# Task details
Please show each line in the entries below that contains the word "white".

# Records for this exercise
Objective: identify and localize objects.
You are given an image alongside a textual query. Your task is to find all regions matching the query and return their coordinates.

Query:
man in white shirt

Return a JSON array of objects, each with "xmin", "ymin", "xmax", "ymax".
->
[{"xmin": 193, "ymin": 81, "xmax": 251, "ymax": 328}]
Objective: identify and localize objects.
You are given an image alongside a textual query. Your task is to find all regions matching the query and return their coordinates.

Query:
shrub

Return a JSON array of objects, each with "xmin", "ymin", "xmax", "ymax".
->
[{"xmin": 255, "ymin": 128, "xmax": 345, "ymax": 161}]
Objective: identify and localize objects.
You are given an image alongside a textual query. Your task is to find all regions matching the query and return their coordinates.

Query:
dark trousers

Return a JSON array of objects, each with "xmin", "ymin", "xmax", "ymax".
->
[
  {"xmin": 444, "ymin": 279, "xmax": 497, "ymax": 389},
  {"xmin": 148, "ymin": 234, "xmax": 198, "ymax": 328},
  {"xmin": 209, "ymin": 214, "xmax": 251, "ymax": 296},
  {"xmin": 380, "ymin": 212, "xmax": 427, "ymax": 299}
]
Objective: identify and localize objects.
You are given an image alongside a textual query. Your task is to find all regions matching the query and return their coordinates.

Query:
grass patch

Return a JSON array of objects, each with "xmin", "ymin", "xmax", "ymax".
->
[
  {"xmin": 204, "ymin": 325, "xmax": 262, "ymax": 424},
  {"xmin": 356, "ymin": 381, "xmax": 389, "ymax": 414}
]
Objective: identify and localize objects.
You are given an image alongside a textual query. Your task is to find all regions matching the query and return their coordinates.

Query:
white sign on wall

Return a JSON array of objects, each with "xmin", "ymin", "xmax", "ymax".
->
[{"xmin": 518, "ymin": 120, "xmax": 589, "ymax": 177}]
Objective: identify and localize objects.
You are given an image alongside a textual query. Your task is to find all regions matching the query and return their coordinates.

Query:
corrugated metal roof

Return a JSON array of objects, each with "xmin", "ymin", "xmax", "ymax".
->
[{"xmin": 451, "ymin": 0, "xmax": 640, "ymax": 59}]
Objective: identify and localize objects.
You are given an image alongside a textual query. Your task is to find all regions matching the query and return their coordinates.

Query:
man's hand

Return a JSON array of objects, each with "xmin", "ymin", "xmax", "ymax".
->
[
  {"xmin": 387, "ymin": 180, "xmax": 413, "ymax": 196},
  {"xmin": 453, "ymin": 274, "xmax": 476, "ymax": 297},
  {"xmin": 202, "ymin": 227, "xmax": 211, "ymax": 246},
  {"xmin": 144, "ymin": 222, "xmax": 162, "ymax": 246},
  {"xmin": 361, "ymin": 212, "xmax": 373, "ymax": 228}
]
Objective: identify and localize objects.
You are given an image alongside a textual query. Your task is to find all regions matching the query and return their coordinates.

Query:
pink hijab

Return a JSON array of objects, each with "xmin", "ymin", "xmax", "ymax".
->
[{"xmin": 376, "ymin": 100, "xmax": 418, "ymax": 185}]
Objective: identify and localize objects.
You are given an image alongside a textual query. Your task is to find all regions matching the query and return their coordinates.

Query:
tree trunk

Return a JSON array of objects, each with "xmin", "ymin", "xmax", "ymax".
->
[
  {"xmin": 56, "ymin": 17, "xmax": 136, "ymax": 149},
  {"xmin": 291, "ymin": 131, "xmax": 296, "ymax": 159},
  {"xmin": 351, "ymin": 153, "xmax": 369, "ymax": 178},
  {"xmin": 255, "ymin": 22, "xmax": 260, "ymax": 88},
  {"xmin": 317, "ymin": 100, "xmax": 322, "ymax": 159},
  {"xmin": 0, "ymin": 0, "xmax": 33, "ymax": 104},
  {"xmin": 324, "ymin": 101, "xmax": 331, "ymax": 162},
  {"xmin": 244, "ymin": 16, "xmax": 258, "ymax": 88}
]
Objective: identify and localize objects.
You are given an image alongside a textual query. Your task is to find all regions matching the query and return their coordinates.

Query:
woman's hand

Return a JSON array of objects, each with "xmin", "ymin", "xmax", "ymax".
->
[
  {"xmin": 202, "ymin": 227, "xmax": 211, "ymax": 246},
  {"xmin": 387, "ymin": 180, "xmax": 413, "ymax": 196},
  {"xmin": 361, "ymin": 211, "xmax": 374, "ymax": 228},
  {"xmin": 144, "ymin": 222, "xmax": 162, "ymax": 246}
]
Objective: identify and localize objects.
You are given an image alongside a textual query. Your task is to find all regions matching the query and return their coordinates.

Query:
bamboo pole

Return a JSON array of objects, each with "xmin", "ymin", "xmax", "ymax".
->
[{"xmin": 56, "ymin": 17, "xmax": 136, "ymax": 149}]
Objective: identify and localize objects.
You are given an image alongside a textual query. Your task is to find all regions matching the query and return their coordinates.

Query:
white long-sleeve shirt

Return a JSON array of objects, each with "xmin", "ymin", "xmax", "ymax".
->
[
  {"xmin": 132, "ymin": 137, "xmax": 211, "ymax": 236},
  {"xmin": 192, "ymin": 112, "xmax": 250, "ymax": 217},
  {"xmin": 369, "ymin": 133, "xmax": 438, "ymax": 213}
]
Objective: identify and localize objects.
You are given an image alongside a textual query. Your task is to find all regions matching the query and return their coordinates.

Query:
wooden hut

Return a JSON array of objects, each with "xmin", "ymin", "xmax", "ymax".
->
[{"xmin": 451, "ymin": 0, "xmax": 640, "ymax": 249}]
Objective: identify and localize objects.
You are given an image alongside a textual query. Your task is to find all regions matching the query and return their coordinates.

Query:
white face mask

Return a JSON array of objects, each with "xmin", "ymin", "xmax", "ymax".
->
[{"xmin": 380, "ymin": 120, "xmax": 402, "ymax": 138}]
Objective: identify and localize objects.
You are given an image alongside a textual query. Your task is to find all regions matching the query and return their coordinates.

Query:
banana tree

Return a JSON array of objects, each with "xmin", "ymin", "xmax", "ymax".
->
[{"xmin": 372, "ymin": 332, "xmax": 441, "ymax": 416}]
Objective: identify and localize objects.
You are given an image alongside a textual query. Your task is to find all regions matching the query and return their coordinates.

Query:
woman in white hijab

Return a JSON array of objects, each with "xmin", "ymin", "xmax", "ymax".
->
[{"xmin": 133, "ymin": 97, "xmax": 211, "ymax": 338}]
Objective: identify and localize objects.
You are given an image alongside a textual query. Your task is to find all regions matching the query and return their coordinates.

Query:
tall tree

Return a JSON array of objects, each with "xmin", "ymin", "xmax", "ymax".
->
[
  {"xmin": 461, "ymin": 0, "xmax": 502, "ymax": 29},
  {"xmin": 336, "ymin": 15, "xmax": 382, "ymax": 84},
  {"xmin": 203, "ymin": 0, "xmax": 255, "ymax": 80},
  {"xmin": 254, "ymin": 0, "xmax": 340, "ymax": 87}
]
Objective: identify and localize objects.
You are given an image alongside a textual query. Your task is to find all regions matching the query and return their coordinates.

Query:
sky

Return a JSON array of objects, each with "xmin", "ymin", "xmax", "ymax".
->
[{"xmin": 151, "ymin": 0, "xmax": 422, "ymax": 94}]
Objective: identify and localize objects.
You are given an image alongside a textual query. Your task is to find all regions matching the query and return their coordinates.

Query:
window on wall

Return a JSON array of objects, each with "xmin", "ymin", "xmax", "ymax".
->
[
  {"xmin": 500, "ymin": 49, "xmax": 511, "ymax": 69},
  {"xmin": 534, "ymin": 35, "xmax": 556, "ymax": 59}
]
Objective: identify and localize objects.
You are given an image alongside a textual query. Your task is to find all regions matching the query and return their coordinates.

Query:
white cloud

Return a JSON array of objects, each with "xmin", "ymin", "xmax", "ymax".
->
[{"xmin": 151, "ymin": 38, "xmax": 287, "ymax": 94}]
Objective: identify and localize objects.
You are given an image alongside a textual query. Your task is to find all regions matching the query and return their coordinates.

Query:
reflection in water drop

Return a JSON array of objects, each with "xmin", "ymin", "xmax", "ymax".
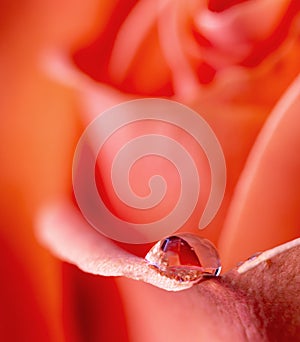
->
[{"xmin": 145, "ymin": 233, "xmax": 221, "ymax": 283}]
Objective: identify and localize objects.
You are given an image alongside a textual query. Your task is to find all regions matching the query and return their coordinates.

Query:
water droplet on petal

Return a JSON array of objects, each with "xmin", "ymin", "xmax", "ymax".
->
[{"xmin": 145, "ymin": 233, "xmax": 221, "ymax": 283}]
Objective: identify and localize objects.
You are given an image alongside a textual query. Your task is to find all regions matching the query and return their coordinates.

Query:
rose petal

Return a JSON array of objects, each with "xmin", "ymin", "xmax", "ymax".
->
[
  {"xmin": 37, "ymin": 204, "xmax": 195, "ymax": 291},
  {"xmin": 220, "ymin": 77, "xmax": 300, "ymax": 267}
]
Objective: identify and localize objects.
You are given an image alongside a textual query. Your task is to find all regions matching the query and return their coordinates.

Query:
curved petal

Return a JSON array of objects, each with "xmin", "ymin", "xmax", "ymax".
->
[
  {"xmin": 38, "ymin": 200, "xmax": 300, "ymax": 342},
  {"xmin": 220, "ymin": 77, "xmax": 300, "ymax": 266}
]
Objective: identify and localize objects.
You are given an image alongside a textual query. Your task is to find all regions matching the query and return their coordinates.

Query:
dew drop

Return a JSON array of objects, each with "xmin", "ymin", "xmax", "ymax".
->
[{"xmin": 145, "ymin": 233, "xmax": 221, "ymax": 283}]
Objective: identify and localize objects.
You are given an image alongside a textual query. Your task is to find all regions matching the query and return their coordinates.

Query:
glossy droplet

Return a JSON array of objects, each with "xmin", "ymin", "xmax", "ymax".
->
[{"xmin": 145, "ymin": 233, "xmax": 221, "ymax": 283}]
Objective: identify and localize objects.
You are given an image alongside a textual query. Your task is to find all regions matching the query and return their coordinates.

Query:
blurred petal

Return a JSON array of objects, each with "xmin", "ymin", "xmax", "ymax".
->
[
  {"xmin": 220, "ymin": 77, "xmax": 300, "ymax": 267},
  {"xmin": 37, "ymin": 204, "xmax": 195, "ymax": 291}
]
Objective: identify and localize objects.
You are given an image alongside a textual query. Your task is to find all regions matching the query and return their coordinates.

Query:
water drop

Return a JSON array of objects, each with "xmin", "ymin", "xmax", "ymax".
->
[{"xmin": 145, "ymin": 233, "xmax": 221, "ymax": 283}]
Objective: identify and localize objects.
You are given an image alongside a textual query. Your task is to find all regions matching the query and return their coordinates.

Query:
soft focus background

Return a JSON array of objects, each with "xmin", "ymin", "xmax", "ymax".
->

# Correct output
man in white shirt
white sign on wall
white long-sleeve shirt
white face mask
woman in white hijab
white cloud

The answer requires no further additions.